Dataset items

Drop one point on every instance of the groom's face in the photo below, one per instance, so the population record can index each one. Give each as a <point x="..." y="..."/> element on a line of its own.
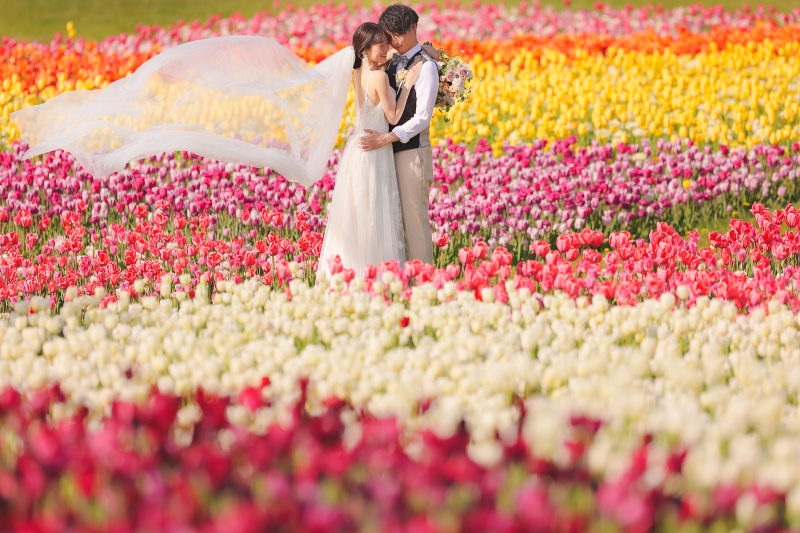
<point x="403" y="42"/>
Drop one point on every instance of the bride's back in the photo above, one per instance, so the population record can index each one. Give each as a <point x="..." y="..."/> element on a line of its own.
<point x="369" y="114"/>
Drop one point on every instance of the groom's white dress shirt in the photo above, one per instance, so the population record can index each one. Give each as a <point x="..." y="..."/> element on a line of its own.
<point x="427" y="87"/>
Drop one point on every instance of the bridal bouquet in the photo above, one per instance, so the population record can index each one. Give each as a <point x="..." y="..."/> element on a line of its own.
<point x="453" y="77"/>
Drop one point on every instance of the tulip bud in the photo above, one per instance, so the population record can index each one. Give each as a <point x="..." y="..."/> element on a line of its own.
<point x="22" y="307"/>
<point x="165" y="290"/>
<point x="71" y="293"/>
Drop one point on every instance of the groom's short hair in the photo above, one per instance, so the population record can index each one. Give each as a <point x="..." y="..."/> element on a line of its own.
<point x="398" y="19"/>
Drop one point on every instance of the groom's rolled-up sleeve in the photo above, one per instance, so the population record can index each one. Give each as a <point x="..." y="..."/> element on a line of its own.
<point x="427" y="88"/>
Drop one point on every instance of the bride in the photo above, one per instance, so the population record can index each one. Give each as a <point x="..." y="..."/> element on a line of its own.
<point x="248" y="100"/>
<point x="365" y="225"/>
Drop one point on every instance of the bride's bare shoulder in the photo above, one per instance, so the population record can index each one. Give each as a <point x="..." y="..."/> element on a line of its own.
<point x="380" y="77"/>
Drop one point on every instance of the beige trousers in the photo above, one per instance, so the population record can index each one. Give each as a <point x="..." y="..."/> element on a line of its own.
<point x="414" y="178"/>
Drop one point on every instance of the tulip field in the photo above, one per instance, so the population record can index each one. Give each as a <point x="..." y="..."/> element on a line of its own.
<point x="608" y="339"/>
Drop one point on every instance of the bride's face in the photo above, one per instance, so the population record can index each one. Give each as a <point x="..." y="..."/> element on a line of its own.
<point x="377" y="52"/>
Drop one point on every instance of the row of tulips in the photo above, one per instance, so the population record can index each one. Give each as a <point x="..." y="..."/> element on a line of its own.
<point x="732" y="85"/>
<point x="184" y="215"/>
<point x="706" y="382"/>
<point x="158" y="466"/>
<point x="740" y="95"/>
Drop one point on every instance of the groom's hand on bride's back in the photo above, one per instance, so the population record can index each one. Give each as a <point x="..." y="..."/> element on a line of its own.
<point x="376" y="140"/>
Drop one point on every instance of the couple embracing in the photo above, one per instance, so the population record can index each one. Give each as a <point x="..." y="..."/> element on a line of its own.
<point x="380" y="201"/>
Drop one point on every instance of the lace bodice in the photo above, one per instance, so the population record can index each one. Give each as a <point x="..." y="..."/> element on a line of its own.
<point x="365" y="221"/>
<point x="368" y="115"/>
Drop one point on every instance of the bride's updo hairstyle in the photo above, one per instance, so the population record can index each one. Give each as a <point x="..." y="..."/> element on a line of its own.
<point x="365" y="36"/>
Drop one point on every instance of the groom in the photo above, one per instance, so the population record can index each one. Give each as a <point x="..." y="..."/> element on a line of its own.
<point x="410" y="136"/>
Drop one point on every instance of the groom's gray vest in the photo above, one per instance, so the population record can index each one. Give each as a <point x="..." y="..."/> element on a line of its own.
<point x="422" y="138"/>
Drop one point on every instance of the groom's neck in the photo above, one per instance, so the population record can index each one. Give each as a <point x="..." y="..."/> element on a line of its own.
<point x="410" y="46"/>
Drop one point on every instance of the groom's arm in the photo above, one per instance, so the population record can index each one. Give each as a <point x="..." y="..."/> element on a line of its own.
<point x="427" y="87"/>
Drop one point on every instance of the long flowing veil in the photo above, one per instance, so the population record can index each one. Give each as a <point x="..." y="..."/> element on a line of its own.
<point x="242" y="99"/>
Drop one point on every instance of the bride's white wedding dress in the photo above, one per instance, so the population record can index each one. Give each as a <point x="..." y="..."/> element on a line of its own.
<point x="365" y="224"/>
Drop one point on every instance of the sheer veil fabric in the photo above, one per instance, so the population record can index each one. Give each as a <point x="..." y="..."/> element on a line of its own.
<point x="242" y="99"/>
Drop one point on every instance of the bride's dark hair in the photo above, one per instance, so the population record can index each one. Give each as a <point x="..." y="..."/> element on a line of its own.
<point x="365" y="36"/>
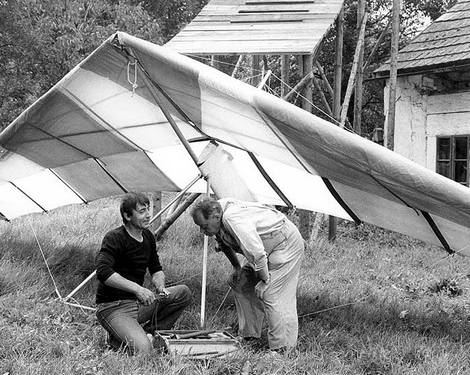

▶ **PROBLEM TO SOLVE**: Render all of the material above as a numbered list, skipping blank lines and leaving the pictures out.

▶ **ANSWER TO THE EXERCISE**:
1. Drop one point on every instance of the groom's face in the photo below, one per instance, so the population record can index each one. Give each as a <point x="..." y="..."/> element on a line of its own.
2. <point x="403" y="42"/>
3. Drop one point on every instance of the bride's back in the photo above, one per instance, so the population record can index each one. Give each as a <point x="..." y="..."/> element on a line of its own.
4. <point x="369" y="114"/>
5. Drop one point on every instance of the groom's white dress shirt in the photo above, one per instance, so the population record can index each one. Give each as a <point x="..." y="..."/> element on a line of its own.
6. <point x="427" y="87"/>
7. Drop one point on every instance of the bridal bouquet in the photo above, one per instance, so the population record can index each one. Give each as a <point x="..." y="..."/> element on a line of its own.
8. <point x="453" y="77"/>
9. Drop one point on every instance of the tulip bud in the photo above, one per instance, so the population record can index each one. Give each as a <point x="..." y="..."/> element on a line of its own.
10. <point x="22" y="307"/>
11. <point x="165" y="290"/>
12. <point x="71" y="293"/>
13. Drop one point on every instance of the groom's short hair in the photo above, one per instance, so the population record can index each one. Give each as a <point x="..." y="..."/> element on a line of its own.
14. <point x="398" y="19"/>
15. Drop one point on every instance of the groom's rolled-up sleeve in the photo above, one per instance, so the population record can index each one. Give each as a <point x="..." y="..."/> element on a line of its own.
16. <point x="427" y="88"/>
17. Drop one point on every instance of the bride in the photo above, one per instance, so the population record can index each one. Give each as a <point x="..." y="..."/> element on a line of its own.
18. <point x="248" y="100"/>
19. <point x="365" y="225"/>
20. Drop one point on every instance of the bride's bare shoulder in the photo above, one per instance, so the population record can index each one. Give each as a <point x="..." y="..."/> element on a line of its own.
21. <point x="380" y="77"/>
22. Drop one point on every instance of the beige trousers in the photo above, one per instance, so the population record can index each one. Give each as a <point x="..." y="..."/> element on a line of its own.
23. <point x="414" y="178"/>
24. Drop one point on every instance of the tulip field in the photo above, one per instance, so the population record can index each one. Give each as a <point x="..." y="..."/> element on a line of its own.
25. <point x="608" y="339"/>
26. Drop one point on every instance of the bride's face in the photo above, one per instance, so the population record can index each one. Give each as a <point x="..." y="..."/> element on a line of its own.
27. <point x="377" y="52"/>
28. Drop one point on every instance of the row of tulips in the photo above, one per instance, so the population record can index each one. Give each as a <point x="..." y="..."/> element on a line of its own.
29. <point x="732" y="85"/>
30. <point x="184" y="215"/>
31. <point x="706" y="382"/>
32. <point x="158" y="466"/>
33. <point x="740" y="95"/>
34. Drop one point on every instance of the groom's hand on bride's back in the photo above, one per instance, so the population record can index each one. Give each as a <point x="..." y="..."/> element on a line of its own.
35. <point x="376" y="140"/>
36. Drop one point on every instance of the couple embracing in the photo above, one per instance, so the population record can index each one. Give each as a <point x="..." y="..."/> element on a line of its own.
37. <point x="380" y="201"/>
38. Drop one point on every instance of the lace bodice in the photo above, one per instance, so the population record can index each one. Give each as a <point x="..." y="..."/> element on a line of its own.
39. <point x="365" y="221"/>
40. <point x="368" y="115"/>
41. Drop one point on every instance of the bride's updo hairstyle in the photo above, one per instance, so the population record can index each one. Give each as a <point x="..." y="..."/> element on a line of its own.
42. <point x="365" y="36"/>
43. Drop one point on every instance of the groom in the photo above, one per instance, so the population record can index each one. Give each as a <point x="..." y="..."/> element on a line of its own.
44. <point x="410" y="136"/>
45. Drop one point on every instance of the groom's gray vest in the photo above, one per instance, so the population record can index each one. Give each as a <point x="..." y="..."/> element on a line of its own.
46. <point x="422" y="138"/>
47. Drop one point on every instance of the groom's neck in the photo above, one per instance, so the population record can index each one. Give each as a <point x="..." y="..."/> element on a line of its own.
48. <point x="410" y="46"/>
49. Drop one point on every instance of the groom's arm in the photo above, one per instance, so the population record can index each one. Give each as a <point x="..." y="..."/> element on a line of its own.
50. <point x="427" y="87"/>
51. Drop one point on every instance of the long flowing veil in the photo above, one per instance, so the population record can index each one. Give each as a <point x="..." y="..."/> element on a line of its own.
52. <point x="242" y="99"/>
53. Drop one point on every instance of the bride's white wedding dress in the photo above, one per instance, so the population record can index each one. Give each as a <point x="..." y="..."/> element on a line of its own.
54. <point x="365" y="224"/>
55. Drop one point on every instance of the sheer veil fabric in the photo above, one per instance, so the population record can index each one. Give each as a <point x="..." y="..."/> element on a line of its own.
56. <point x="242" y="99"/>
57. Drop one point on every instance of the bride's dark hair in the photo above, one per instance, so the population record can index each one. Give each as a <point x="..." y="..."/> element on a line of its own.
58. <point x="365" y="36"/>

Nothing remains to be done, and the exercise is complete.